[Exercise requirements]:
1. Translate this sentence from the bitmap patch discussion into Spanish: "However, that seems like enough justification to create the second list."
2. In the bitmap patch discussion, what is the number of "0" gaps bounded by?

[Passage given]:
**********
OK, I see the value. The value is bounded, since the number of
these "0" gaps is bounded by the number of selected commits _and_
reduces the possible number of maximal commits.

However, that seems like enough justification to create the second
list.

Thanks,
-Stolee
diff mbox series

Patch

diff --git a/pack-bitmap-write.c b/pack-bitmap-write.c
index b0493d971d..3ac90ae410 100644
--- a/pack-bitmap-write.c
+++ b/pack-bitmap-write.c
@@ -195,7 +195,8 @@  struct bitmap_builder {
 };
 
 static void bitmap_builder_init(struct bitmap_builder *bb,
-				struct bitmap_writer *writer)
+				struct bitmap_writer *writer,
+				struct bitmap_index *old_bitmap)
 {
 	struct rev_info revs;
 	struct commit *commit;
@@ -234,12 +235,26 @@  static void bitmap_builder_init(struct bitmap_builder *bb,
 
 		c_ent = bb_data_at(&bb->data, commit);
 
+		if (old_bitmap && bitmap_for_commit(old_bitmap, commit)) {
+			/*
+			 * This commit has an existing bitmap, so we can
+			 * get its bits immediately without an object
+			 * walk. There is no need to continue walking
+			 * beyond this commit.
+			 */
+			c_ent->maximal = 1;
+			p = NULL;
+		}
+
 		if (c_ent->maximal) {
 			num_maximal++;
 			ALLOC_GROW(bb->commits, bb->commits_nr + 1, bb->commits_alloc);
 			bb->commits[bb->commits_nr++] = commit;
 		}
 
+		if (!c_ent->commit_mask)
+			continue;
+
 		if (p) {
 			struct bb_commit *p_ent = bb_data_at(&bb->data, p->item);
 			int c_not_p, p_not_c;
@@ -422,7 +437,7 @@  void bitmap_writer_build(struct packing_data *to_pack)
 	else
 		mapping = NULL;
 
-	bitmap_builder_init(&bb, &writer);
+	bitmap_builder_init(&bb, &writer, old_bitmap);
 	for (i = bb.commits_nr; i > 0; i--) {
 		struct commit *commit = bb.commits[i-1];
 		struct bb_commit *ent = bb_data_at(&bb.data, commit);
**********
[A block of data]:
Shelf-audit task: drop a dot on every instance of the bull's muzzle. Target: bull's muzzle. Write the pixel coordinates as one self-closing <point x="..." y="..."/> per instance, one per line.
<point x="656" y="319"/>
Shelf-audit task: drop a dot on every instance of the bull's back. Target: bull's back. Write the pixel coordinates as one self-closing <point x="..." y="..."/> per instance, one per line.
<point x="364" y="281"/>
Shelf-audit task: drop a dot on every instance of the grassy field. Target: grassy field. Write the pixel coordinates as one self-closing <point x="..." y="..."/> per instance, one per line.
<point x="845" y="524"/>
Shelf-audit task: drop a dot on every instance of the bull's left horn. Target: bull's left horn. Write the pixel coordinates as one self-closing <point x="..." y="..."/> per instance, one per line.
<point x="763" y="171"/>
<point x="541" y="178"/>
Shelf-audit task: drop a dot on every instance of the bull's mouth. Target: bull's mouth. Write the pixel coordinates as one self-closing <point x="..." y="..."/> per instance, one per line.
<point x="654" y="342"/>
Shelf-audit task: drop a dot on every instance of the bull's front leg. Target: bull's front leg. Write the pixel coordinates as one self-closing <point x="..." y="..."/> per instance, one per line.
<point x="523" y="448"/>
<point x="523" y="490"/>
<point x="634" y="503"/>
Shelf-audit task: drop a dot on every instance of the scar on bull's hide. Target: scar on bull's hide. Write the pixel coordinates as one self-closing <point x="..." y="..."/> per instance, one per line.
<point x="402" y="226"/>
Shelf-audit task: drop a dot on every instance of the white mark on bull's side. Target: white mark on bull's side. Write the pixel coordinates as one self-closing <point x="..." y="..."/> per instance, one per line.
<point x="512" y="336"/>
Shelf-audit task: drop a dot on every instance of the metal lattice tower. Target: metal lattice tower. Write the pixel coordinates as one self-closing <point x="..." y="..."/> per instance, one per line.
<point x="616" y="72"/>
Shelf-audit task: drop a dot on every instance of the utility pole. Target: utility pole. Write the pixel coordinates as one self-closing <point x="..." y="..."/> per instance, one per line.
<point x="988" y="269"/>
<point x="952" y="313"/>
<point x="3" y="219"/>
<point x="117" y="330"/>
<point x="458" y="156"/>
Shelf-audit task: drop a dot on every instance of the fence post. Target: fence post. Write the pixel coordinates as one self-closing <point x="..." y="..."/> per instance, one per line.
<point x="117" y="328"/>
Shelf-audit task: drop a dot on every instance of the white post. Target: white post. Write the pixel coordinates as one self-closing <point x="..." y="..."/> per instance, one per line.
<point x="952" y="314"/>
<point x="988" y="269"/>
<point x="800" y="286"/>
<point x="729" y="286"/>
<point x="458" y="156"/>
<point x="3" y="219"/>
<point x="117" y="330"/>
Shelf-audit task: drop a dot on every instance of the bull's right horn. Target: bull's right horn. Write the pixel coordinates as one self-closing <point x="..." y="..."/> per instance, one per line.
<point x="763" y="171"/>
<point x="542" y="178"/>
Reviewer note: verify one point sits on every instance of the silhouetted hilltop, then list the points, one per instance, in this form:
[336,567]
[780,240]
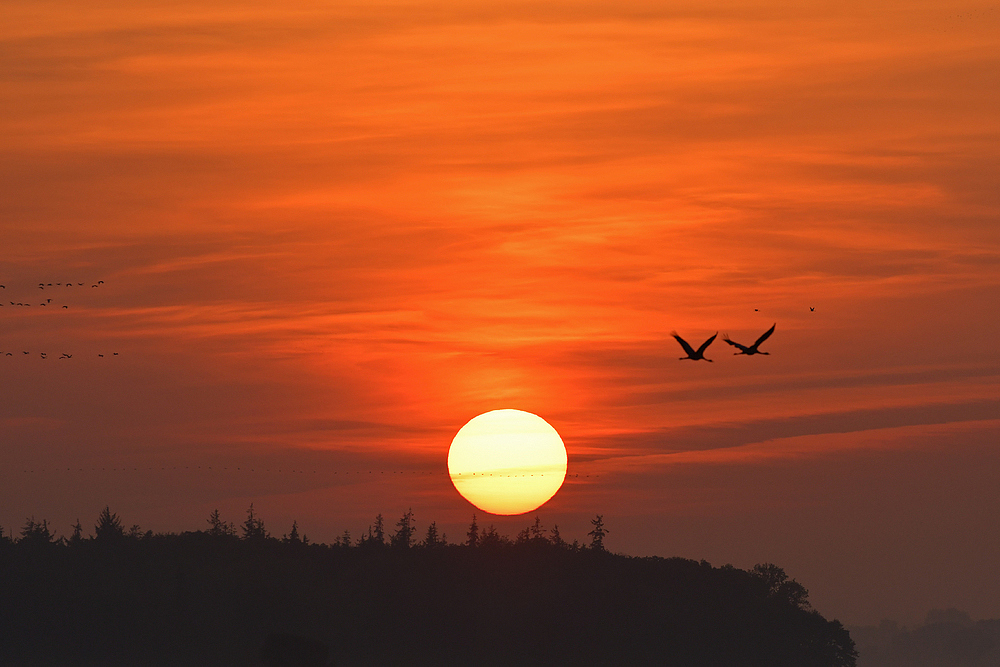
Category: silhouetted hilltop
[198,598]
**********
[Answers to each task]:
1. Sin embargo, eso parece justificación suficiente para crear la segunda lista.

2. The number of selected commits.